| TASKS AND EXERCISES |
**A.** Answer these questions from the Lands of Mystery article, one line each:
(i) Who did the cover art?
(ii) Which company published the supplement, and in what year?
(iii) Who wrote the book?
**B.** Copy the Lands of Mystery article from "Cover art by" to "Seeking Her Father.", and rename "Hero Games" as "Hero Press".

= Lands of Mystery =

Tabletop role-playing game supplement

Cover art by Denis Loubet

Lands of Mystery is a supplement published by Hero Games in 1985 for the action-adventure pulp fiction role-playing game Justice, Inc. It was the first work connected to role-playing games that suggested that the players could be assigned specific stereotyped roles within the party such as Strong-Jawed Hero or Girl Seeking Her Father.

==Contents==
Lands of Mystery is a book by Aaron Allston that can be used by the gamemaster to make up an adventure or campaign in the genre "Lost World Romance". As critic Michael Dobson wrote, this is "a campaign set in a place hidden away from the civilized world, discovered by a party of pulp adventurers, filled with danger, excitement, romance, and the inevitable beautiful princess." Critic Russell Grant Collins noted that these would be similar to the Pellucidar stories by Edgar Rice Burroughs, and Jules Verne's various lost civilizations novels.

| INFORMATION |

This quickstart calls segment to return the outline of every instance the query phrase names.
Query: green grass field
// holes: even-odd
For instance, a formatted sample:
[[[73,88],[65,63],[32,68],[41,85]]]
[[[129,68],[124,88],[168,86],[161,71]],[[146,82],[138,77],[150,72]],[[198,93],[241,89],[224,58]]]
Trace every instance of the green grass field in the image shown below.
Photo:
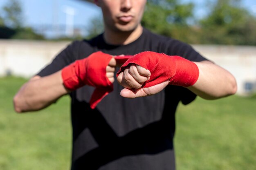
[[[0,78],[0,170],[68,170],[70,99],[17,114],[12,98],[26,80]],[[198,98],[180,105],[176,119],[177,170],[256,169],[256,97]]]

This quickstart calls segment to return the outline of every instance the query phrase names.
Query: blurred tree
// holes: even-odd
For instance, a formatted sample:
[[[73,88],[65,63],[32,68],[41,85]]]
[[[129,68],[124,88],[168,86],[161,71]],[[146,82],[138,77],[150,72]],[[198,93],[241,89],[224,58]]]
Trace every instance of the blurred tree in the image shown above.
[[[189,42],[193,8],[192,3],[177,0],[148,0],[141,24],[156,33]]]
[[[19,1],[10,0],[3,8],[5,25],[12,28],[21,27],[22,21],[22,10]]]
[[[18,0],[10,0],[1,10],[0,38],[44,39],[30,27],[22,25],[22,9]]]
[[[202,43],[256,45],[256,18],[240,0],[218,0],[200,21]]]

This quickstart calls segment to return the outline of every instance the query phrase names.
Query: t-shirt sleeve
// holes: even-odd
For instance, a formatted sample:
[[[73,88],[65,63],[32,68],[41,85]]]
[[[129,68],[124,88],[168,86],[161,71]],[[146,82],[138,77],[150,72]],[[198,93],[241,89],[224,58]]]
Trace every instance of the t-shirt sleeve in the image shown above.
[[[74,42],[69,45],[57,55],[52,63],[41,70],[36,75],[41,77],[50,75],[74,62],[77,58],[77,54],[76,51],[77,51],[77,42]]]

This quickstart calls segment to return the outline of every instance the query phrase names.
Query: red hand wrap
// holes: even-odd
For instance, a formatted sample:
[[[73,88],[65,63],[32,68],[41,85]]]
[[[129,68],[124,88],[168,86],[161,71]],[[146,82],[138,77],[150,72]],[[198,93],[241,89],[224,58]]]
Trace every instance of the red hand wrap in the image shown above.
[[[130,56],[116,56],[117,62],[123,64]],[[76,61],[62,69],[63,84],[67,88],[75,90],[85,85],[96,87],[90,103],[94,108],[101,100],[113,91],[113,84],[106,75],[106,67],[112,57],[99,51],[87,58]]]
[[[130,58],[117,74],[118,76],[130,64],[134,63],[149,70],[150,79],[144,87],[149,87],[170,80],[170,84],[188,87],[194,84],[199,75],[197,66],[193,62],[177,56],[144,52]]]

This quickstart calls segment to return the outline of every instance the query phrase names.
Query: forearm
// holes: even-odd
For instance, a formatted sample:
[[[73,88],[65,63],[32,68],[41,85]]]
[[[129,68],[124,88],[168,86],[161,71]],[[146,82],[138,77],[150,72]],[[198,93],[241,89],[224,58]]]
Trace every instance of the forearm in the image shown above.
[[[67,93],[61,71],[43,77],[36,76],[23,85],[13,98],[15,110],[21,113],[39,110]]]
[[[195,63],[199,69],[199,77],[194,85],[188,87],[190,90],[207,99],[216,99],[236,93],[236,79],[228,71],[209,61]]]

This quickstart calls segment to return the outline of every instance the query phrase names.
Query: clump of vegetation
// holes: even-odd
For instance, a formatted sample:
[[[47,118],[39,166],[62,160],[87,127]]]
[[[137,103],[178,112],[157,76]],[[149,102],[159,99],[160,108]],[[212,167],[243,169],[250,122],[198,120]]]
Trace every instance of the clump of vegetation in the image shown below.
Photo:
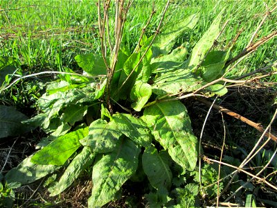
[[[259,153],[256,149],[264,146],[260,144],[262,137],[238,166],[232,158],[222,159],[223,149],[220,159],[204,156],[202,136],[199,141],[195,135],[182,101],[193,97],[211,104],[263,132],[269,138],[267,141],[276,140],[268,131],[270,125],[265,130],[207,101],[208,98],[215,98],[215,102],[228,93],[232,85],[248,84],[269,76],[267,73],[240,80],[240,77],[232,79],[226,75],[238,60],[276,35],[251,42],[245,51],[233,55],[234,42],[229,47],[217,45],[227,25],[227,22],[222,24],[222,10],[193,47],[188,49],[188,43],[181,42],[180,37],[195,28],[200,15],[193,14],[163,25],[170,1],[161,13],[154,33],[148,35],[146,29],[155,15],[153,8],[136,46],[131,50],[123,40],[132,1],[98,1],[101,53],[75,57],[83,73],[77,73],[69,68],[47,72],[57,73],[58,77],[46,85],[45,93],[35,104],[39,114],[30,119],[14,109],[1,106],[1,116],[4,118],[1,125],[8,130],[0,137],[14,135],[11,132],[15,130],[21,130],[18,135],[37,127],[46,134],[36,145],[37,150],[6,174],[5,187],[8,188],[2,190],[11,191],[3,193],[12,196],[12,187],[8,188],[9,184],[23,186],[46,177],[44,187],[50,196],[56,196],[84,171],[92,174],[89,207],[100,207],[120,198],[123,185],[128,182],[141,184],[145,203],[150,207],[199,207],[204,200],[218,205],[220,196],[227,201],[231,199],[222,194],[238,177],[238,171],[251,177],[241,180],[238,187],[232,187],[233,194],[240,187],[253,191],[249,184],[254,179],[261,179],[258,175],[265,168],[253,175],[244,166]],[[114,19],[111,19],[111,15]],[[3,71],[14,66],[12,62],[3,62],[0,65]],[[1,93],[24,78],[11,82],[9,73],[6,74]],[[15,116],[7,116],[12,110]],[[10,125],[10,121],[14,123]],[[275,153],[269,153],[266,166],[276,158]],[[202,165],[202,159],[208,163]],[[276,168],[267,175],[274,173]],[[274,189],[273,183],[265,181],[271,189]],[[255,205],[255,199],[251,196],[247,199],[248,204]]]

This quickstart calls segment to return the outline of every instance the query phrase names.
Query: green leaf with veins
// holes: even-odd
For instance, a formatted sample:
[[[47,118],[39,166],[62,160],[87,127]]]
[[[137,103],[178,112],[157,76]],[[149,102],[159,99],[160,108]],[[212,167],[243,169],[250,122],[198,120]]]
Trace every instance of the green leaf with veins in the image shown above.
[[[208,83],[220,77],[230,53],[231,49],[228,51],[214,51],[208,53],[198,71],[201,77]]]
[[[170,54],[152,58],[151,68],[154,73],[166,71],[168,69],[177,67],[186,59],[188,49],[183,45],[176,48]]]
[[[89,133],[89,128],[59,137],[32,157],[31,162],[41,165],[62,166],[81,146],[79,142]]]
[[[8,183],[19,182],[22,185],[32,183],[56,170],[61,166],[54,165],[39,165],[30,162],[33,155],[24,159],[16,168],[11,169],[5,175]]]
[[[92,153],[90,148],[84,147],[82,152],[71,161],[60,178],[59,182],[48,189],[51,193],[50,196],[53,196],[60,194],[71,185],[80,173],[92,164],[94,156],[95,155]]]
[[[151,185],[155,189],[171,187],[172,173],[169,168],[170,157],[165,150],[158,153],[154,147],[146,148],[143,155],[143,166]]]
[[[89,207],[100,207],[114,197],[123,184],[136,172],[141,149],[123,138],[109,154],[99,155],[92,172],[93,187]]]
[[[89,135],[80,142],[83,146],[91,147],[93,153],[103,153],[112,151],[121,135],[122,132],[114,121],[107,123],[98,119],[91,123]]]
[[[114,114],[112,118],[118,130],[136,144],[144,147],[151,144],[151,134],[146,123],[141,119],[120,113]]]
[[[154,80],[152,92],[158,95],[175,94],[195,91],[202,86],[202,78],[188,69],[168,70]]]
[[[69,105],[66,107],[61,116],[61,121],[73,125],[75,122],[81,121],[87,112],[87,105],[81,104]]]
[[[82,54],[76,55],[75,60],[79,67],[90,75],[107,74],[107,67],[102,55],[94,53]]]
[[[0,105],[0,138],[28,132],[36,125],[21,123],[28,118],[12,106]]]
[[[139,112],[151,96],[151,85],[143,83],[143,81],[137,81],[131,90],[130,98],[134,102],[132,104],[134,110]]]
[[[188,68],[190,71],[195,71],[198,67],[201,61],[213,46],[214,41],[220,31],[220,22],[222,18],[222,14],[224,10],[222,10],[213,21],[210,28],[203,35],[201,39],[197,42],[188,58],[188,61],[186,64],[186,68]]]
[[[199,15],[194,14],[179,22],[174,21],[166,26],[157,37],[152,45],[153,57],[168,54],[179,37],[186,31],[192,30],[197,23]]]
[[[192,131],[186,107],[179,101],[158,103],[144,110],[143,120],[172,159],[193,171],[197,161],[197,138]]]

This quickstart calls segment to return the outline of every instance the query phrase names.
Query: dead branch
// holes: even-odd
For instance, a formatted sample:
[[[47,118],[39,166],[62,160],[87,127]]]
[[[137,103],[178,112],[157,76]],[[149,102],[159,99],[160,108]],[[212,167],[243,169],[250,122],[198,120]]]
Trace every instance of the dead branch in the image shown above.
[[[206,100],[202,99],[199,97],[197,97],[196,98],[197,101],[207,105],[208,106],[211,106],[212,105],[212,103],[211,103]],[[256,130],[258,130],[259,132],[260,132],[262,133],[265,132],[265,128],[262,127],[262,125],[260,123],[255,123],[255,122],[253,122],[253,121],[251,121],[251,120],[249,120],[249,119],[247,119],[247,118],[245,118],[245,117],[244,117],[244,116],[242,116],[227,108],[222,107],[220,105],[213,104],[213,107],[216,110],[218,110],[219,111],[220,111],[222,112],[226,113],[226,114],[228,114],[232,117],[234,117],[238,120],[242,121],[242,122],[255,128]],[[274,135],[271,134],[271,132],[267,132],[265,133],[265,135],[268,137],[270,137],[271,139],[274,141],[275,142],[277,142],[277,137],[275,136]]]
[[[243,57],[243,56],[244,56],[244,55],[247,55],[247,54],[249,54],[250,53],[252,53],[253,51],[256,50],[258,49],[258,47],[259,47],[262,44],[266,43],[267,42],[268,42],[271,39],[274,38],[275,36],[277,36],[277,31],[275,31],[272,32],[271,33],[270,33],[267,36],[266,36],[265,37],[262,37],[260,40],[257,41],[256,43],[254,43],[254,44],[250,45],[249,46],[247,47],[246,49],[243,49],[242,51],[240,53],[239,53],[237,56],[234,57],[231,60],[228,61],[225,64],[225,67],[227,67],[230,64],[231,64],[233,62],[236,62],[240,58],[242,58],[242,57]]]

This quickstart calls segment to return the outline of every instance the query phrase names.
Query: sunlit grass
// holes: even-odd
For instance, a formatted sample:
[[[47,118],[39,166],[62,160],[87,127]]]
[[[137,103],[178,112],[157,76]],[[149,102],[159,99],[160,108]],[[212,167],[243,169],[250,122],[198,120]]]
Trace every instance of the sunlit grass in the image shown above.
[[[2,0],[0,12],[0,55],[13,56],[30,71],[75,67],[74,56],[79,53],[100,53],[97,36],[96,1],[8,1]],[[161,11],[166,1],[154,1],[156,15],[147,30],[150,35],[157,26]],[[235,55],[248,44],[262,19],[267,6],[275,1],[172,1],[166,23],[181,20],[199,12],[200,20],[193,31],[184,34],[180,42],[193,46],[212,20],[225,8],[229,23],[219,40],[220,46],[229,44],[239,31],[241,35],[233,51]],[[266,4],[267,3],[267,4]],[[135,1],[127,17],[123,42],[130,49],[137,44],[142,27],[152,9],[152,1]],[[254,41],[269,34],[277,27],[276,12],[265,21]],[[111,14],[111,17],[112,14]],[[276,60],[274,40],[259,48],[254,54],[234,69],[240,75],[262,67]],[[58,59],[59,60],[57,60]]]

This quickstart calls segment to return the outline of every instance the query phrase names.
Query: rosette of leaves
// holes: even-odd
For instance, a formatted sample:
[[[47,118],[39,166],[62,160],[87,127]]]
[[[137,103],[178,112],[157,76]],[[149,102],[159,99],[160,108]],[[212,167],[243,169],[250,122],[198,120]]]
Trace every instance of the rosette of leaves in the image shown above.
[[[100,207],[113,200],[129,179],[144,173],[150,186],[163,193],[166,203],[172,189],[170,163],[192,171],[198,156],[198,141],[187,110],[180,101],[170,98],[215,79],[224,70],[229,53],[212,51],[203,65],[197,67],[213,44],[221,15],[190,54],[184,45],[173,48],[198,19],[193,15],[168,25],[152,45],[154,36],[143,35],[132,53],[120,46],[109,95],[117,111],[113,114],[105,103],[103,60],[99,55],[78,55],[76,61],[83,70],[97,77],[66,75],[48,84],[37,102],[42,113],[25,123],[40,126],[49,136],[39,144],[41,150],[10,171],[6,180],[26,184],[57,173],[57,180],[48,188],[51,196],[56,196],[90,168],[93,187],[89,207]],[[219,56],[220,60],[208,60]],[[212,96],[226,92],[217,85],[201,93]]]

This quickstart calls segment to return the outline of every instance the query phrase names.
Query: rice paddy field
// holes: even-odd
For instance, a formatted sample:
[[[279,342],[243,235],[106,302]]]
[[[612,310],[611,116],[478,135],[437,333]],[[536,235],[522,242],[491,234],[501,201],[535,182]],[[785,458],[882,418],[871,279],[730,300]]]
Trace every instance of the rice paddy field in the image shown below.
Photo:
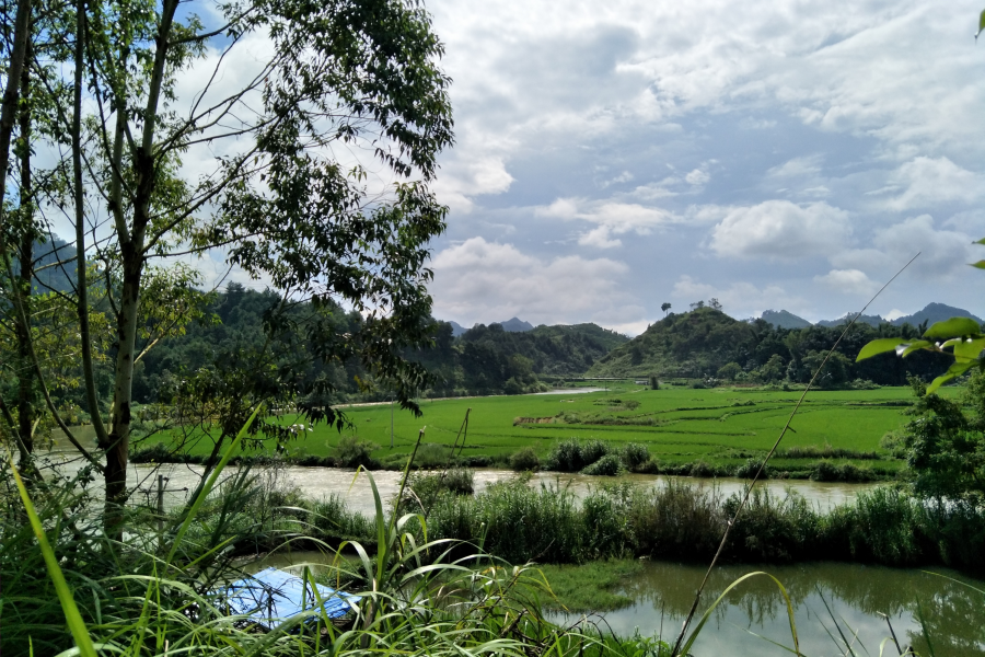
[[[952,395],[960,390],[943,392]],[[417,418],[396,405],[393,410],[385,403],[352,405],[343,407],[351,428],[339,434],[331,427],[314,427],[290,446],[289,453],[328,456],[341,436],[355,435],[378,443],[380,450],[374,458],[386,460],[409,452],[421,428],[424,443],[451,446],[468,411],[465,457],[487,456],[502,461],[531,447],[543,458],[558,440],[595,438],[616,447],[646,445],[653,459],[667,464],[702,460],[712,465],[739,465],[769,449],[800,394],[743,388],[648,390],[625,383],[596,392],[575,389],[551,394],[422,400],[424,415]],[[908,388],[811,392],[783,448],[870,452],[865,454],[868,458],[842,461],[887,473],[895,471],[902,462],[880,448],[880,439],[907,422],[903,412],[912,399]],[[285,416],[283,422],[299,420]],[[871,452],[876,452],[874,459]],[[796,460],[777,458],[773,464],[796,470]]]

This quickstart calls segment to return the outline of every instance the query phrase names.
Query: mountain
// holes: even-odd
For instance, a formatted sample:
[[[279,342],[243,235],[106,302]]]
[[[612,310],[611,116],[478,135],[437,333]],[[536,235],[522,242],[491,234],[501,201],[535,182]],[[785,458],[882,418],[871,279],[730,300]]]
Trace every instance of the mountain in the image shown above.
[[[870,325],[880,319],[865,318],[842,337],[839,326],[783,328],[765,319],[738,321],[706,307],[674,313],[651,324],[641,335],[595,360],[586,373],[589,377],[658,374],[662,379],[735,377],[737,381],[806,383],[836,343],[838,356],[826,366],[824,385],[843,385],[856,379],[903,385],[907,374],[929,380],[949,367],[947,356],[925,351],[906,359],[888,353],[856,362],[861,348],[877,337],[911,339],[916,336],[913,325],[893,326],[884,321]],[[731,374],[720,374],[728,364],[738,367],[731,368]]]
[[[803,318],[786,310],[764,310],[761,319],[779,328],[807,328],[811,325]]]
[[[517,318],[498,323],[507,333],[523,333],[525,331],[533,331],[533,324],[531,324],[530,322],[524,322],[523,320],[519,320]]]
[[[452,337],[459,337],[460,335],[468,331],[468,328],[462,326],[457,322],[449,322],[449,324],[451,324],[452,327]]]
[[[892,323],[894,326],[902,326],[903,324],[919,326],[924,322],[927,322],[929,325],[936,322],[950,320],[951,318],[971,318],[980,324],[982,323],[980,318],[976,318],[963,308],[954,308],[953,306],[945,306],[943,303],[928,303],[924,310],[918,310],[912,315],[896,318]]]
[[[579,338],[594,344],[596,349],[604,350],[606,354],[617,346],[629,342],[629,338],[622,333],[616,333],[615,331],[603,328],[602,326],[592,323],[557,324],[555,326],[541,324],[530,333],[534,336],[545,336],[560,341],[564,341],[565,336],[569,336],[569,339],[578,336]]]
[[[824,326],[826,328],[834,328],[835,326],[842,326],[846,322],[850,322],[851,318],[855,316],[854,312],[846,312],[844,315],[838,318],[837,320],[821,320],[818,322],[819,326]],[[857,320],[855,320],[856,325],[858,324],[868,324],[869,326],[879,326],[880,324],[888,324],[889,320],[884,320],[879,315],[861,315]],[[900,325],[900,324],[897,324]]]

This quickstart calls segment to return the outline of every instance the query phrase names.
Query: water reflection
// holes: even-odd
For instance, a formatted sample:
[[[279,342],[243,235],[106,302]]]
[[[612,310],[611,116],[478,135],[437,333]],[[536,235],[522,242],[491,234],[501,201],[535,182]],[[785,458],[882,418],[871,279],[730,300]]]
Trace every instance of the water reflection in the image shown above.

| TASK-BY-TASK OUTPUTS |
**A.**
(i) Denis Loubet
(ii) Hero Games, in 1985
(iii) Aaron Allston

**B.**
Cover art by Denis Loubet

Lands of Mystery is a supplement published by Hero Press in 1985 for the action-adventure pulp fiction role-playing game Justice, Inc. It was the first work connected to role-playing games that suggested that the players could be assigned specific stereotyped roles within the party such as Strong-Jawed Hero or Girl Seeking Her Father.